◆ **Records for this task**
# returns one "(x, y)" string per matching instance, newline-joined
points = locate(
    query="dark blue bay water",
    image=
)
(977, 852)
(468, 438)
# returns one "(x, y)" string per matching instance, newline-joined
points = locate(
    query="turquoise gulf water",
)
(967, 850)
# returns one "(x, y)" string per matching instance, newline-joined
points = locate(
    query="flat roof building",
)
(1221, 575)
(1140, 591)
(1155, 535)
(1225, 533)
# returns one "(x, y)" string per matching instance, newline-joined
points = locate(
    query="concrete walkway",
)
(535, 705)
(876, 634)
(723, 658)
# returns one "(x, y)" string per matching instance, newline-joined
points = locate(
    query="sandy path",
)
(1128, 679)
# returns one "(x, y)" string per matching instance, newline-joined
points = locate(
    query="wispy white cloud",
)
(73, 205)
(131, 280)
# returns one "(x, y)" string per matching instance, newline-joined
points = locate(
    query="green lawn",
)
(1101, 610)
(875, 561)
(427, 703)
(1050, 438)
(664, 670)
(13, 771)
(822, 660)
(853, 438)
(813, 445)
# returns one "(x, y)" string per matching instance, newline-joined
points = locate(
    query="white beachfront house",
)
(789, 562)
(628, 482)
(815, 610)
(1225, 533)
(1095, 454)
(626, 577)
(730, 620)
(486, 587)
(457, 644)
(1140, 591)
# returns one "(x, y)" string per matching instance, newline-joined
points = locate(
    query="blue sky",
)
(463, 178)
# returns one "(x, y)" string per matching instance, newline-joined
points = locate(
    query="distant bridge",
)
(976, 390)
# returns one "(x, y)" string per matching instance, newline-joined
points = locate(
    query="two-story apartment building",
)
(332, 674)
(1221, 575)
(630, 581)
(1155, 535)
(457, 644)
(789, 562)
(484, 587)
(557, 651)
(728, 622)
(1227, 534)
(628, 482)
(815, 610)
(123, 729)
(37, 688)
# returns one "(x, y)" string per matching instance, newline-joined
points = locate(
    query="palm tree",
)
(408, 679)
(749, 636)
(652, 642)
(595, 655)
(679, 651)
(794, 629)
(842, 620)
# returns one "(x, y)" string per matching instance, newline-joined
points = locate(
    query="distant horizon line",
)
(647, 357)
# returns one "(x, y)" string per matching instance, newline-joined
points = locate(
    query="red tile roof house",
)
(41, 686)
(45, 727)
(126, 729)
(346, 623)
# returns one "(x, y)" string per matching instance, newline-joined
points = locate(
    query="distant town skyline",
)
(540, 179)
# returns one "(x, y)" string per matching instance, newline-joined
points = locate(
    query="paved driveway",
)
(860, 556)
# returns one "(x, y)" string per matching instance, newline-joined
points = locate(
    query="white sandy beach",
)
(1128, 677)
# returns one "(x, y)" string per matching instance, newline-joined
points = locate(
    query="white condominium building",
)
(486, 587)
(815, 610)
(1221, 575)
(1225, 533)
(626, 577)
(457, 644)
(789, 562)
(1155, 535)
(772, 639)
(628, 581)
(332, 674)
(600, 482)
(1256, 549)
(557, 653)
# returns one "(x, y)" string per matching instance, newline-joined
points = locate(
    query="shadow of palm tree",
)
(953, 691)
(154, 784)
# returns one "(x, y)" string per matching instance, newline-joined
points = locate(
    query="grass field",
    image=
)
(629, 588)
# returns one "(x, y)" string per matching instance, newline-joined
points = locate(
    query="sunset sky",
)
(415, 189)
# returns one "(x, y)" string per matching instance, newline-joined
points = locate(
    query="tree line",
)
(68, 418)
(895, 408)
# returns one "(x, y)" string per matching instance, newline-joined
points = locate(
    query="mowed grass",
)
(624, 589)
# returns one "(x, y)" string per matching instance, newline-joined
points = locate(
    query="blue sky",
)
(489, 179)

◆ **Goal**
Each line above is to be repeated exactly.

◆ **In response**
# returns one "(x, y)" string per matching instance, newline-joined
points = locate(
    query="dark blue bay water",
    image=
)
(977, 852)
(468, 438)
# returns one "(x, y)" string per matching instance, newline-joined
points = locate(
    query="turquoise gulf water",
)
(967, 850)
# returns one "(x, y)" string per matching instance, newline-joined
points = locate(
    query="flat roof building",
)
(1221, 575)
(1140, 591)
(1155, 535)
(1225, 533)
# returns one "(x, y)" string per matching instance, newline-joined
points = locate(
    query="concrete walkway",
)
(535, 705)
(876, 634)
(723, 658)
# returns one "(x, y)" string per matching instance, newline-joined
points = locate(
    query="sandy path",
)
(1128, 679)
# returns one "(x, y)" string per matching instance, newline-joined
points = locate(
    query="wispy white cloud",
)
(73, 205)
(131, 280)
# returns one "(x, y)" string per matching instance, newline-joined
points = locate(
    query="green lawn",
)
(1101, 610)
(875, 561)
(427, 703)
(1050, 438)
(664, 670)
(13, 771)
(822, 660)
(853, 438)
(813, 445)
# returns one "(x, y)" string per matching instance, newline-joined
points = locate(
    query="white beachfront house",
)
(789, 562)
(628, 482)
(815, 610)
(1225, 533)
(1095, 454)
(626, 577)
(730, 620)
(486, 587)
(457, 644)
(1140, 591)
# returns one "(x, y)" string per matching instance, newline-joined
points = locate(
    query="blue sky",
)
(463, 178)
# returns one "(x, y)" string per matching instance, newline-joined
points = locate(
    query="distant bridge",
)
(976, 390)
# returns one "(x, y)" string per matching instance, newline-joined
points = locate(
    query="two-story apartment building",
)
(332, 674)
(1221, 575)
(630, 581)
(1155, 535)
(457, 644)
(789, 562)
(484, 587)
(557, 651)
(728, 622)
(1227, 534)
(628, 482)
(815, 610)
(123, 729)
(37, 688)
# returns one "(x, y)" string per matching instance, newline-joined
points = locate(
    query="palm tree",
)
(408, 679)
(749, 636)
(652, 642)
(595, 655)
(679, 651)
(794, 629)
(842, 620)
# returns one "(x, y)" string per matching instance, newline-joined
points = locate(
    query="distant horizon line",
)
(647, 357)
# returns one "(x, y)" string per matching instance, newline-joined
points = locate(
    query="red tile roof house",
)
(41, 686)
(45, 727)
(126, 729)
(346, 623)
# returns one "(x, y)" string per matching instance, newline-joined
points = locate(
    query="distant town skyline",
)
(540, 179)
# returns one "(x, y)" string per matching instance, newline-joined
points = locate(
    query="paved driveway",
)
(860, 556)
# returns one "(x, y)" string per matching instance, newline-joined
points = locate(
    query="white sandy beach",
)
(1128, 677)
# returns one "(x, y)" string per matching instance, newline-joined
points = locate(
    query="white condominium building",
)
(486, 587)
(815, 610)
(1221, 575)
(1225, 533)
(626, 577)
(457, 644)
(789, 562)
(1155, 535)
(772, 639)
(628, 581)
(332, 674)
(600, 482)
(1256, 549)
(557, 653)
# returns one "(x, y)" string per matching instance, newline-joined
points = locate(
    query="shadow of palm tree",
)
(953, 691)
(154, 784)
# returns one "(x, y)" string per matching instance, newline-joined
points = locate(
    query="grass field",
    image=
)
(629, 588)
# returns one "(x, y)" string per matching instance, newline-joined
points = locate(
    query="sunset sky",
)
(415, 189)
# returns one "(x, y)" string per matching instance, newline-joined
points = locate(
    query="tree line",
)
(68, 418)
(895, 408)
# returns one "(x, y)" string per matching instance, newline-joined
points = locate(
    query="mowed grass",
)
(624, 589)
# returns one "(x, y)" string per matching instance, newline-joined
points = locate(
    query="blue sky",
)
(489, 179)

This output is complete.